>> Begin Page extract

There are some interesting things to note here. We use wildcards to match the desired input files. If we want to reread one or more of the log files we need to tell logstash to start from the beginning of the file and forget that the file was already read. Logstash remembers the position and the last time the file was read in a sincedb_path to ignore that we just specify /dev/null as a path. Inputs (and outputs) can have codecs. Here we join the lines in the log which do not start with a month. This helps us to record stack traces or multiline log entries as one event.
Add an output to stdout to the config file:

output {
  stdout {
    codec => rubydebug{}
  }
}

Start logstash with

logstash -f logstash.conf --verbose

and you should see your log entries as json output with the line in the field message.
To analyse the events we need to categorise them or tag them for this we use the grep filter:

filter {
  grep {
    add_tag => ["request_started"]
    match => ["message", "Information: .* Started .*"]
    drop => false
  }
}

Grep normally drops all non matching events, so we need to pass drop => false. This filter adds a tag to all events with the message field matching our regexp. We can add filters for matching the completed and error events accordingly:

  grep {
    add_tag => ["request_completed"]
    match => ["message", "Information: .* Completed .*"]
    drop => false
  }
  grep {
    add_tag => ["error"]
    match => ["message", "\:\:Error"]
    drop => false
  }

Now we know which event starts and which ends a request but how do we extract the duration and the request id? For this logstash has a filter named grok. One of the more powerful filters it can extract information and store them into fields via regexps. Furthermore it comes with predefined expressions for common things like timestamps, ip addresses, numbers, log levels and much more. Take a look at the source to see a full list. Since these patterns can be complex there’s a handy little tool with which you can test your patterns called grok debug.
If we want to extract the URL from the started event we could use:

grok {
    match => ["message", ".* \[%{TIMESTAMP_ISO8601:timestamp} \#%{NUMBER:}\].*%{LOGLEVEL:level} .* \[%{UUID:request_id}\] Started %{WORD:method} \"%{URIPATHPARAM:uri}\" for %{IP:} at %{GREEDYDATA:}"]
 }

For the duration of the completed event it looks like:

grok {
    match => ["message", ".* \[%{TIMESTAMP_ISO8601:timestamp} \#%{NUMBER:}\].*%{LOGLEVEL:level} .* \[%{UUID:request_id}\] Completed %{NUMBER:http_code} %{GREEDYDATA:http_code_verbose} in %{NUMBER:duration:float}ms (\((Views: %{NUMBER:duration_views:float}ms \| )?ActiveRecord: %{NUMBER:duration_active_record:float}ms\))?"]
 }

Grok patterns are inside of %{} like %{NUMBER:duration:float} where NUMBER is the name of the pattern, duration is the optional field and float the data type. As of this writing grok only supports floats or integers as data types, everything else is stored as string.

>> End Page extract

Rewrite the logstash text from "There are some" to "the field message.", switching each "stdout" to "stderr".

>> Begin Records

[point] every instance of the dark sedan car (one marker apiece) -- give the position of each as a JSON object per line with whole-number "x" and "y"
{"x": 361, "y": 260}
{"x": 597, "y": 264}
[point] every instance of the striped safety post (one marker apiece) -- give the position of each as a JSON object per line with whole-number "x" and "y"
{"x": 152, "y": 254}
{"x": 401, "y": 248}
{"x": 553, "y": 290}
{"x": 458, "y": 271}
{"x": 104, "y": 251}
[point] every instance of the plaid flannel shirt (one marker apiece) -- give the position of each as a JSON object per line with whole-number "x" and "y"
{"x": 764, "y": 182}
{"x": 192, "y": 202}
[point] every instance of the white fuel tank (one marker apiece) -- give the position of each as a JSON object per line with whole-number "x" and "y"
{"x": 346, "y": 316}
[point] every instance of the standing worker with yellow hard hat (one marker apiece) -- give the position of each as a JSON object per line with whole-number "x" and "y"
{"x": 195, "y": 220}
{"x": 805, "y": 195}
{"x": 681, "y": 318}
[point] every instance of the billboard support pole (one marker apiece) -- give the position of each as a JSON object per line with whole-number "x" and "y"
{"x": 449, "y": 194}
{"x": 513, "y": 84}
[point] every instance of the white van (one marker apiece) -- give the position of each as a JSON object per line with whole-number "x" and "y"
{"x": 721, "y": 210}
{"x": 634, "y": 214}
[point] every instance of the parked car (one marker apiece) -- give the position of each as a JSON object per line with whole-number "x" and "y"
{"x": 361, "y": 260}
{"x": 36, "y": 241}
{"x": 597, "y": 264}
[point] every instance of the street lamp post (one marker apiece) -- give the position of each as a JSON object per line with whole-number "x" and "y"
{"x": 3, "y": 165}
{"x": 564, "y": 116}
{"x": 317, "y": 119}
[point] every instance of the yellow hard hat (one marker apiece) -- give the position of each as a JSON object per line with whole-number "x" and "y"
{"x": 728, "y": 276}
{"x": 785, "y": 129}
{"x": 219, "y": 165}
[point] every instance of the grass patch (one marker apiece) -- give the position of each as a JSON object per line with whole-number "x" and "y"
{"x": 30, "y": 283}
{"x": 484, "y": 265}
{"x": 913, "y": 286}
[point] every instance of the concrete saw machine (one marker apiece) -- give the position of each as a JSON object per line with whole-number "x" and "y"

>> End Records

■ Answer in full
There are some interesting things to note here. We use wildcards to match the desired input files. If we want to reread one or more of the log files we need to tell logstash to start from the beginning of the file and forget that the file was already read. Logstash remembers the position and the last time the file was read in a sincedb_path to ignore that we just specify /dev/null as a path. Inputs (and outputs) can have codecs. Here we join the lines in the log which do not start with a month. This helps us to record stack traces or multiline log entries as one event.
Add an output to stderr to the config file:

output {
  stderr {
    codec => rubydebug{}
  }
}

Start logstash with

logstash -f logstash.conf --verbose

and you should see your log entries as json output with the line in the field message.